- REQUIREMENTS: Arrange the lines of the entries below as a JSON list of strings, one string per line, with blank lines omitted and the pictures left out.

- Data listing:

○ ○ ○

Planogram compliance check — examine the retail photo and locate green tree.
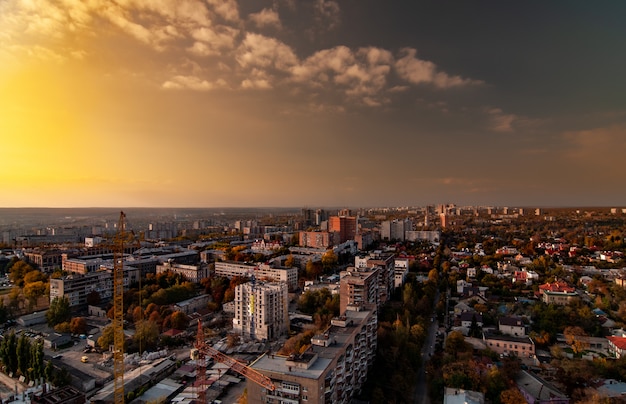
[70,317,87,334]
[98,325,115,351]
[9,260,35,288]
[171,311,189,330]
[17,334,30,376]
[24,280,48,308]
[322,249,339,271]
[46,296,71,327]
[133,320,159,352]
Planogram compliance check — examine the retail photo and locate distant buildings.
[215,261,298,290]
[247,306,377,404]
[233,282,289,341]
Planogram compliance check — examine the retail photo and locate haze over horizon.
[0,0,626,208]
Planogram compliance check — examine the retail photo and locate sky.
[0,0,626,207]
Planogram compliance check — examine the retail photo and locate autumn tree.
[70,317,87,334]
[9,260,35,288]
[171,311,189,330]
[46,296,71,327]
[98,325,115,351]
[133,320,159,353]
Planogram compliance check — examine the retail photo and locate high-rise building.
[339,268,380,313]
[233,281,289,341]
[328,216,357,244]
[246,305,377,404]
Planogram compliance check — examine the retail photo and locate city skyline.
[0,0,626,207]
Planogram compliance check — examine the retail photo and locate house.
[596,379,626,398]
[498,317,526,337]
[515,370,569,404]
[539,279,578,306]
[443,387,485,404]
[606,335,626,359]
[483,333,535,358]
[460,311,483,328]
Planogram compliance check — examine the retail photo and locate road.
[413,292,439,404]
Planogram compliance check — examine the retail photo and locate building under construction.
[246,305,378,404]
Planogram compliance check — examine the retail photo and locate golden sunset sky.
[0,0,626,207]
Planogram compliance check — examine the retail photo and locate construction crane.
[192,321,276,403]
[113,212,127,404]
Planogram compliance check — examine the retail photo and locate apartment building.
[24,250,63,273]
[328,216,357,244]
[215,261,298,291]
[247,305,377,404]
[393,258,410,288]
[339,268,380,313]
[233,281,289,341]
[50,265,140,307]
[298,231,334,248]
[156,261,209,283]
[354,251,395,304]
[483,333,535,358]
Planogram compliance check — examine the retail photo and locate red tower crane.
[194,321,276,403]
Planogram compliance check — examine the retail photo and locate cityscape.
[0,0,626,404]
[0,204,626,404]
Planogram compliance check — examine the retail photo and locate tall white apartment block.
[233,281,289,341]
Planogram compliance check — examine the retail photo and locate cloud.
[313,0,341,31]
[188,25,239,56]
[487,108,518,132]
[248,8,282,29]
[236,32,298,71]
[394,48,483,88]
[205,0,239,22]
[162,76,226,91]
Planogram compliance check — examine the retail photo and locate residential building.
[606,335,626,359]
[498,317,526,337]
[215,261,298,291]
[24,249,63,273]
[539,280,579,306]
[298,231,334,248]
[233,281,289,341]
[156,261,209,283]
[247,305,377,404]
[515,370,569,404]
[393,258,409,288]
[443,387,485,404]
[483,333,535,358]
[50,265,140,307]
[328,216,357,244]
[339,268,380,313]
[354,251,395,305]
[460,311,483,329]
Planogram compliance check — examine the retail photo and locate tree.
[563,326,589,354]
[87,290,102,306]
[322,249,339,271]
[133,320,159,353]
[9,260,35,288]
[46,296,71,327]
[24,280,48,308]
[98,325,115,351]
[24,270,48,285]
[17,334,30,375]
[171,311,189,330]
[70,317,87,334]
[54,321,71,333]
[500,387,526,404]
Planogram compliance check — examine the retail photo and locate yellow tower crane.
[113,212,127,404]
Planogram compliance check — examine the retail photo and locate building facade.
[247,306,377,404]
[233,282,289,341]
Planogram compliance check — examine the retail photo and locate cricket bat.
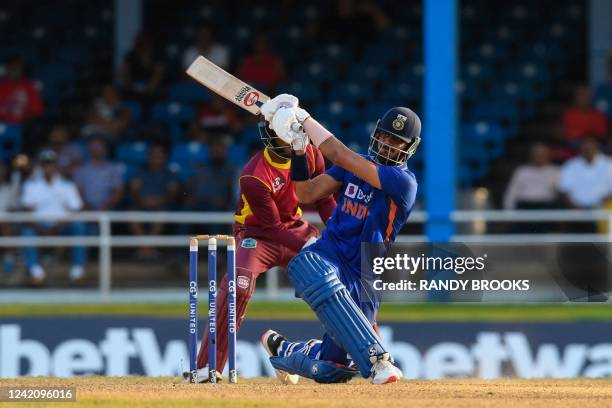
[187,56,270,115]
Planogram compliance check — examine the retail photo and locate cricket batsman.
[261,95,421,384]
[189,103,336,382]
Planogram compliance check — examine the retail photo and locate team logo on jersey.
[393,114,408,130]
[272,176,285,193]
[240,238,257,248]
[344,183,374,203]
[344,183,359,198]
[236,276,251,289]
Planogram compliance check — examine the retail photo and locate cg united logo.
[242,92,259,106]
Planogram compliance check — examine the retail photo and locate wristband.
[289,150,310,181]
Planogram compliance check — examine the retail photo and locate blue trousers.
[290,242,380,366]
[21,222,87,270]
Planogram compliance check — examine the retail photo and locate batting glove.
[261,94,299,122]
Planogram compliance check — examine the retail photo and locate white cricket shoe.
[260,329,300,385]
[372,360,404,384]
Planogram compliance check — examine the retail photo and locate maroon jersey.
[234,145,336,251]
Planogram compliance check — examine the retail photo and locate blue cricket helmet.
[368,106,421,166]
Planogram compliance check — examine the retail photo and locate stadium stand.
[0,0,612,204]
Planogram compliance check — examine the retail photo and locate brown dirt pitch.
[0,377,612,408]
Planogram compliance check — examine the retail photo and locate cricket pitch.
[0,377,612,408]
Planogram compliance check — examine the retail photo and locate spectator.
[82,85,132,142]
[563,86,608,142]
[49,125,83,180]
[0,161,19,272]
[0,57,44,123]
[183,26,230,69]
[130,144,179,259]
[185,139,236,211]
[192,95,242,142]
[74,138,124,211]
[119,33,165,103]
[559,138,612,209]
[504,143,559,210]
[21,149,86,285]
[238,32,285,93]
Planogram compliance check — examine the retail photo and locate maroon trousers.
[198,221,318,373]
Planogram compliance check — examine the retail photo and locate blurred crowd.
[503,55,612,232]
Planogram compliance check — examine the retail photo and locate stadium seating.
[0,0,592,190]
[0,123,22,161]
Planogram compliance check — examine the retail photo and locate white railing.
[0,210,612,299]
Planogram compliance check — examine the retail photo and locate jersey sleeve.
[327,166,346,181]
[376,164,417,210]
[240,177,306,252]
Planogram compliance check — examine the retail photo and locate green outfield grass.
[0,301,612,321]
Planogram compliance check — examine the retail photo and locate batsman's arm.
[295,174,342,204]
[303,117,382,190]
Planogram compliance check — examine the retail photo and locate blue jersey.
[312,156,417,273]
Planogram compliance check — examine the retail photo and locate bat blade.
[187,56,270,115]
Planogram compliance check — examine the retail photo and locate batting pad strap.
[290,150,310,181]
[270,353,359,384]
[289,250,386,378]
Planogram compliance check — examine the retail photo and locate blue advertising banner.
[0,316,612,379]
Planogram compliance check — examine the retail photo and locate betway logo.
[344,183,374,204]
[0,324,274,378]
[0,324,612,379]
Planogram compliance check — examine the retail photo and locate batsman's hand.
[270,107,302,144]
[261,94,300,122]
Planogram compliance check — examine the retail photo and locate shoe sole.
[259,329,300,385]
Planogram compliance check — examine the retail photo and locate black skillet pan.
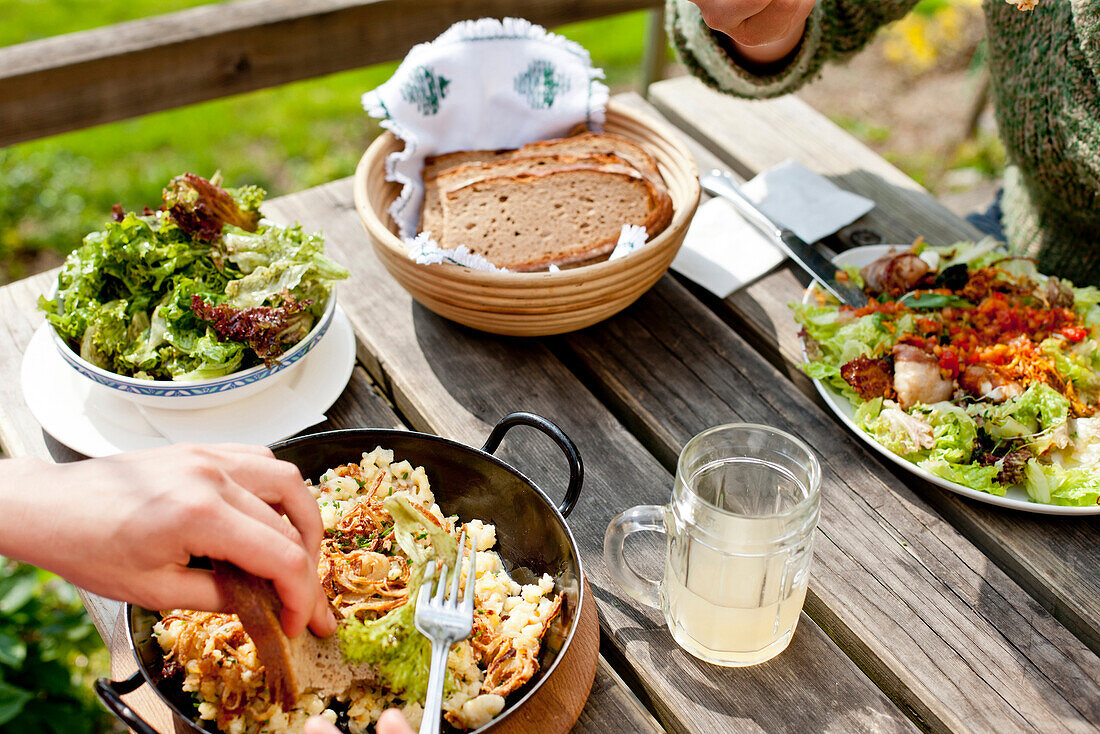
[96,413,594,734]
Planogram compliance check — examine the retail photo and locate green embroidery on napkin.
[515,58,569,110]
[402,66,451,117]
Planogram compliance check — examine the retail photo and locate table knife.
[699,168,868,308]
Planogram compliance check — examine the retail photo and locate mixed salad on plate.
[794,240,1100,506]
[39,174,348,381]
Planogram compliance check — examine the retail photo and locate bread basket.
[355,101,700,337]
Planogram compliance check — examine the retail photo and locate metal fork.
[414,529,477,734]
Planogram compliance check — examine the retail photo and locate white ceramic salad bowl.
[50,288,337,410]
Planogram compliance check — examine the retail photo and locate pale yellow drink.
[604,424,821,666]
[661,550,806,666]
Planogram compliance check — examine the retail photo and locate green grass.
[0,0,645,282]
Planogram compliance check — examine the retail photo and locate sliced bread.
[420,154,631,240]
[443,166,671,272]
[213,561,375,711]
[512,132,664,188]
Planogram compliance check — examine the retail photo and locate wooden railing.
[0,0,664,146]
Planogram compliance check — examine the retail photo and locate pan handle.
[95,670,157,734]
[482,410,584,517]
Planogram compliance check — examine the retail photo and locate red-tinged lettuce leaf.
[164,173,260,242]
[191,293,314,368]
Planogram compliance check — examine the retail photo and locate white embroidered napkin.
[672,161,875,298]
[139,385,325,446]
[363,18,608,245]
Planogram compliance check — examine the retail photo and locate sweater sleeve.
[666,0,919,98]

○ ○ ○

- SOLUTION BELOW:
[
  "Planogram compliance check — examine the retail photo and locate green tree.",
  "[70,317,87,334]",
  "[98,325,115,351]",
  "[9,260,35,288]",
  "[171,311,189,330]",
  "[17,334,30,376]",
  "[24,280,48,308]",
  "[322,249,339,271]",
  "[46,296,71,327]",
  "[133,320,159,352]",
  "Planogram compliance check — examine the retail photo and locate distant buildings.",
  "[215,261,298,290]",
  "[247,306,377,404]",
  "[233,282,289,341]",
  "Planogram compliance check — examine the retail photo and locate haze over horizon.",
  "[0,0,626,208]",
  "Planogram compliance check — examine the retail photo and locate sky.",
  "[0,0,626,207]",
  "Planogram compliance check — examine the retail photo and locate autumn tree.",
  "[70,317,87,334]",
  "[9,260,35,288]",
  "[171,311,189,330]",
  "[46,296,71,327]",
  "[98,325,115,351]",
  "[133,320,159,353]",
  "Planogram compliance check — examine the retail photo and locate high-rise building.",
  "[339,268,380,313]",
  "[233,281,289,341]",
  "[328,216,357,244]",
  "[246,305,377,404]",
  "Planogram compliance check — examine the retail photo and locate city skyline.",
  "[0,0,626,207]",
  "Planogram compliance check — examine the retail photo and locate house.",
  "[596,379,626,398]",
  "[498,317,526,337]",
  "[515,370,569,404]",
  "[539,279,578,306]",
  "[443,387,485,404]",
  "[606,335,626,359]",
  "[483,333,535,358]",
  "[460,311,483,328]",
  "Planogram compliance check — examine the retail photo and locate road.",
  "[413,292,439,404]",
  "Planogram compliance check — examine the retail photo and locate building under construction.",
  "[246,305,378,404]",
  "Planogram compliance check — examine the retail photo and locate golden sunset sky.",
  "[0,0,626,207]",
  "Planogram compliance check — examine the retail photo and locate construction crane.",
  "[192,321,276,403]",
  "[113,212,127,404]",
  "Planogram compliance check — examine the retail photo and locate apartment building.",
  "[24,250,63,273]",
  "[328,216,357,244]",
  "[215,261,298,291]",
  "[247,305,377,404]",
  "[393,258,410,288]",
  "[339,268,380,313]",
  "[233,281,289,341]",
  "[50,265,140,307]",
  "[298,231,334,248]",
  "[156,261,209,283]",
  "[354,251,395,304]",
  "[483,333,535,358]",
  "Planogram compliance check — examine the retail photo and locate red tower crane.",
  "[194,321,276,403]",
  "Planogram compliance check — examine the retail photo and locate cityscape.",
  "[0,0,626,404]",
  "[0,204,626,404]",
  "Planogram compliance check — examine the retail photo and locate tall white apartment block.",
  "[233,281,289,341]",
  "Planogram compliance check — examine the retail photo and locate cloud.",
  "[313,0,341,31]",
  "[188,25,239,56]",
  "[487,108,518,132]",
  "[248,8,282,29]",
  "[236,32,298,71]",
  "[394,48,483,88]",
  "[205,0,239,22]",
  "[162,76,226,91]",
  "Planogram compliance check — examine the retail photo and locate residential building.",
  "[606,335,626,359]",
  "[498,317,526,337]",
  "[215,261,298,291]",
  "[24,249,63,273]",
  "[539,280,579,306]",
  "[298,231,334,248]",
  "[233,281,289,341]",
  "[156,261,209,283]",
  "[247,305,377,404]",
  "[515,370,569,404]",
  "[393,258,409,288]",
  "[443,387,485,404]",
  "[483,333,535,358]",
  "[50,265,140,307]",
  "[328,216,357,244]",
  "[339,268,380,313]",
  "[354,251,395,305]",
  "[460,311,483,329]",
  "Planogram compliance check — examine the retail photo and locate tree.",
  "[563,326,589,354]",
  "[87,290,102,306]",
  "[322,249,339,271]",
  "[133,320,159,353]",
  "[9,260,35,288]",
  "[46,296,71,327]",
  "[24,280,48,308]",
  "[98,325,115,351]",
  "[24,270,48,285]",
  "[17,334,30,375]",
  "[171,311,189,330]",
  "[70,317,87,334]",
  "[54,321,71,333]",
  "[500,387,526,404]",
  "Planogram compliance check — examine the retail photo and locate yellow tower crane.",
  "[113,212,127,404]",
  "Planogram compliance check — examine the retail photo and locate building facade.",
  "[247,306,377,404]",
  "[233,282,289,341]",
  "Planogram compliance check — examine the retail photo and locate cricket bat.",
  "[187,56,270,115]",
  "Planogram compliance check — examine the retail photo and locate cricket batsman.",
  "[261,95,421,384]",
  "[189,103,336,382]",
  "Planogram compliance check — examine the retail photo and locate team logo on jersey.",
  "[393,114,408,130]",
  "[272,176,285,193]",
  "[240,238,257,248]",
  "[344,183,374,203]",
  "[344,183,359,198]",
  "[236,276,251,289]",
  "Planogram compliance check — examine the retail photo and locate cg united logo.",
  "[242,92,259,106]",
  "Planogram compliance check — examine the retail photo and locate wristband.",
  "[289,150,310,181]",
  "Planogram compliance check — examine the retail photo and locate blue trousers.",
  "[290,242,380,366]",
  "[21,222,87,270]",
  "Planogram compliance check — examine the retail photo and locate batting glove.",
  "[261,94,299,122]",
  "Planogram compliance check — examine the retail photo and locate white cricket shoe.",
  "[260,329,300,385]",
  "[372,360,404,384]",
  "Planogram compliance check — examine the retail photo and locate maroon jersey.",
  "[234,145,336,251]",
  "Planogram compliance check — examine the retail photo and locate blue cricket helmet.",
  "[368,106,421,166]",
  "Planogram compliance check — examine the retail photo and locate stadium stand.",
  "[0,0,612,204]",
  "Planogram compliance check — examine the retail photo and locate brown dirt pitch.",
  "[0,377,612,408]",
  "Planogram compliance check — examine the retail photo and locate cricket pitch.",
  "[0,377,612,408]",
  "Planogram compliance check — examine the retail photo and locate spectator.",
  "[82,85,132,142]",
  "[563,86,608,142]",
  "[49,125,83,180]",
  "[0,161,19,272]",
  "[0,57,44,123]",
  "[183,26,230,69]",
  "[130,144,179,259]",
  "[185,139,236,211]",
  "[192,95,242,142]",
  "[74,138,124,211]",
  "[119,33,165,103]",
  "[559,138,612,209]",
  "[504,143,559,210]",
  "[21,149,86,285]",
  "[238,32,285,93]",
  "Planogram compliance check — examine the retail photo and locate maroon trousers.",
  "[198,221,318,373]",
  "Planogram compliance check — examine the retail photo and locate blurred crowd.",
  "[503,55,612,232]",
  "Planogram compliance check — examine the retail photo and locate stadium seating.",
  "[0,0,592,190]",
  "[0,123,22,161]",
  "Planogram compliance check — examine the retail photo and locate white railing.",
  "[0,210,612,299]",
  "Planogram compliance check — examine the retail photo and locate jersey sleeve.",
  "[327,166,346,181]",
  "[376,164,417,210]",
  "[240,177,306,252]",
  "Planogram compliance check — examine the retail photo and locate green outfield grass.",
  "[0,301,612,321]",
  "Planogram compliance check — examine the retail photo and locate batsman's arm.",
  "[295,174,342,204]",
  "[303,117,382,190]",
  "Planogram compliance check — examine the retail photo and locate blue jersey.",
  "[312,156,417,273]",
  "Planogram compliance check — examine the retail photo and locate bat blade.",
  "[187,56,270,115]",
  "Planogram compliance check — examine the retail photo and locate batting pad strap.",
  "[290,150,310,181]",
  "[270,353,359,384]",
  "[289,250,386,378]",
  "Planogram compliance check — examine the retail photo and locate blue advertising banner.",
  "[0,316,612,379]",
  "Planogram compliance check — examine the retail photo and locate betway logo.",
  "[344,183,374,204]",
  "[0,324,274,378]",
  "[0,324,612,379]",
  "Planogram compliance check — examine the retail photo and locate batsman's hand.",
  "[270,107,302,144]",
  "[261,94,300,122]",
  "Planogram compliance check — examine the retail photo and locate shoe sole.",
  "[259,329,300,385]",
  "Planogram compliance check — examine the retail photo and locate black skillet pan.",
  "[96,413,594,734]",
  "Planogram compliance check — examine the retail photo and locate green embroidery on napkin.",
  "[515,58,569,110]",
  "[402,66,451,117]",
  "Planogram compliance check — examine the retail photo and locate table knife.",
  "[699,168,868,308]",
  "Planogram compliance check — examine the retail photo and locate mixed salad on plate.",
  "[794,240,1100,506]",
  "[39,174,348,381]",
  "Planogram compliance check — examine the retail photo and locate bread basket.",
  "[355,101,700,337]",
  "Planogram compliance check — examine the retail photo and locate metal fork.",
  "[414,529,477,734]",
  "Planogram compliance check — examine the retail photo and locate white ceramic salad bowl.",
  "[50,288,337,410]",
  "Planogram compliance check — examine the retail photo and locate pale yellow drink.",
  "[604,424,821,666]",
  "[661,550,806,666]",
  "Planogram compliance check — examine the retail photo and locate green grass.",
  "[0,0,645,282]",
  "Planogram compliance check — examine the retail photo and locate sliced bread.",
  "[420,154,631,240]",
  "[443,166,671,272]",
  "[213,561,375,711]",
  "[512,132,664,188]",
  "Planogram compliance check — examine the retail photo and locate wooden railing.",
  "[0,0,664,146]",
  "Planogram compliance check — examine the retail photo and locate pan handle.",
  "[95,670,157,734]",
  "[482,410,584,517]",
  "Planogram compliance check — examine the retail photo and locate red-tinged lettuce leaf.",
  "[164,173,260,242]",
  "[191,293,314,368]",
  "Planogram compliance check — examine the retail photo and locate white embroidered napkin.",
  "[672,161,875,298]",
  "[139,385,325,446]",
  "[363,18,608,245]",
  "Planogram compliance check — examine the retail photo and locate sweater sleeve.",
  "[666,0,919,98]"
]